◆ Provided passage:
──────────

Minister for Health
- In office 1 June 1982 – 2 January 1985
- Prime Minister: Lee Kuan Yew
- Preceded by: Goh Chok Tong
- Succeeded by: Richard Hu

Minister for Defence
- In office 12 February 1979 – 1 June 1982
- Prime Minister: Lee Kuan Yew
- Preceded by: Goh Keng Swee
- Succeeded by: Goh Chok Tong

Member of the Singapore Parliament for Potong Pasir SMC
- In office 10 February 1979 – 4 December 1984
- Preceded by: Baptist Ivan Cuthbert
- Succeeded by: Chiam See Tong

Personal details
- Born: 12 August 1923 China
- Died: 21 August 2007 (aged 84) Singapore
- Cause of death: Stroke
- Party: People's Action Party (1979–1984)
- Spouse: Wan Fook Yin
- Children: 3
- Alma mater: Raffles College (BA)

= Howe Yoon Chong =

Singaporean politician (1923–2007)

Howe Yoon Chong (12 August 1923 – 21 August 2007) was a Singaporean politician and civil servant who was Minister for Defence between 1979 and 1982, and Minister for Health between 1982 and 1985. A member of the governing People's Action Party (PAP), he was the Member of Parliament (MP) for Potong Pasir SMC between 1979 and 1984.

Howe was key in developing Singapore's infrastructural and financial framework, including the Mass Rapid Transit (MRT) system, Singapore Changi Airport and public housing.

As Minister for Health, to address issues raised by a greying population, he made the controversial proposal in 1984, to raise the age for the withdrawal of Central Provident Fund (CPF) savings from 55 to 60 years so that "Singaporeans will have more money to live on in their old age".

==Early life and education==
Born in China on 12 August 1923 to a Hakka family, Howe was the son of a liquor shop owner who migrated to Malacca, British Malaya. Howe received his early education at St. Francis Institution in Malacca from 1933 to 1940, and was once a schoolmate of Lee Kuan Yew at Raffles Institution in Singapore. He graduated from Raffles College with a Bachelor of Arts with honours degree in economics in 1953.

==Civil Service career==
Howe had worked in the Civil Service for almost 30 years. He began his career as a teacher, then was a broadcaster for a period before taking the post of an administrative officer in the British Colonial Secretariat. Howe was subsequently appointed as a police magistrate and later secretary to Public Service Commission (PSC).

In 1960, Howe became the inaugural CEO of the Housing and Development Board (HDB). He was Chairman and President of the DBS Bank between 1970 and 1979, inaugural Chairman of the PSA International, Permanent Secretary in the Prime Minister's Office (PMO), and the head of the Singapore Civil Service.

During his tenure as a senior civil servant, Howe played a leading role in several of Singapore's iconic infrastructural projects like the Mass Rapid Transit (MRT), Singapore Changi Airport and public housing.

──────────

(Referring expression pointing records)

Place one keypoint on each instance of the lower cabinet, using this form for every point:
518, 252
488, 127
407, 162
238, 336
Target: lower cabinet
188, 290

──────────

◆ Task instructions:
A. Repeat the Howe Yoon Chong biography from "During his tenure" up to and including "(MRT), Singapore Changi Airport and public housing.".
B. Answer these questions using the Howe Yoon Chong biography:
(i) Who preceded Howe as Minister for Defence?
(ii) In what year did Howe become the inaugural CEO of the Housing and Development Board?
(iii) Which school in Malacca did Howe attend from 1933 to 1940?
C. Write the next part of the Howe Yoon Chong biography, picking up after its final sentence.
The records are material separate from the Howe Yoon Chong biography.

◆ Answers to the problems:
A.
During his tenure as a senior civil servant, Howe played a leading role in several of Singapore's iconic infrastructural projects like the Mass Rapid Transit (MRT), Singapore Changi Airport and public housing.

B.
(i) Goh Keng Swee
(ii) 1960
(iii) St. Francis Institution

C.
Known by his colleagues from the civil service as a fierce, tough-talking man, Howe debated vehemently with former Deputy Prime Minister Goh Keng Swee over whether to build the MRT system in Singapore. Howe was strongly in favour of the MRT as the backbone of Singapore's public transport system, while Goh proposed a more economical all-bus alternative.

Howe fought strongly against the extension plans for a second runway at Paya Lebar Airport, and advocated the building of a new international airport in Changi. This was despite the Cabinet's decision for the go-ahead in 1972, based on a British expert's report that it would cost less to expand Paya Lebar Airport and that there was not enough time to get Changi built up to meet increasing traffic needs. Howe gathered a team to reclaim land, widened and extended the old Royal Air Force airstrip to take Boeing 747s and build the terminal. In August 1981, operations stopped overnight at Paya Lebar Airport and restarted the next morning at Changi Airport. Howe's role in setting up Changi Airport won him credit in Lee Kuan Yew's memoirs.

Howe also fast-tracked the public housing programme while the CEO of HDB under Chairman Lim Kim San in the early years, solving the chronic housing shortage in the 1960s. He undertook the politically and technically arduous task of starting up Toa Payoh New Town, and faced organised opposition to the resettlement of Toa Payoh and the removal of squatters. As Chairman of PSA, Howe went against the advice of professionals to build Singapore's first container terminal in the early 1970s.

In 1991, Howe helped to set up a managed fund, the Mendaki Growth Fund, for the Malay self-help group Mendaki, the Council for the Development of Singapore Muslim Community.

==Political career==
Howe's first call to enter politics came as early as 1953 from Lee Kuan Yew, then a practising lawyer. However, he declined Lee's invitation as he believed that Singapore needed civil servants in light of the repatriation of British forces during the post-World War II period. In 1979, Howe was again persuaded by Prime Minister Lee and Minister for Finance Goh Keng Swee to enter politics, and he eventually agreed.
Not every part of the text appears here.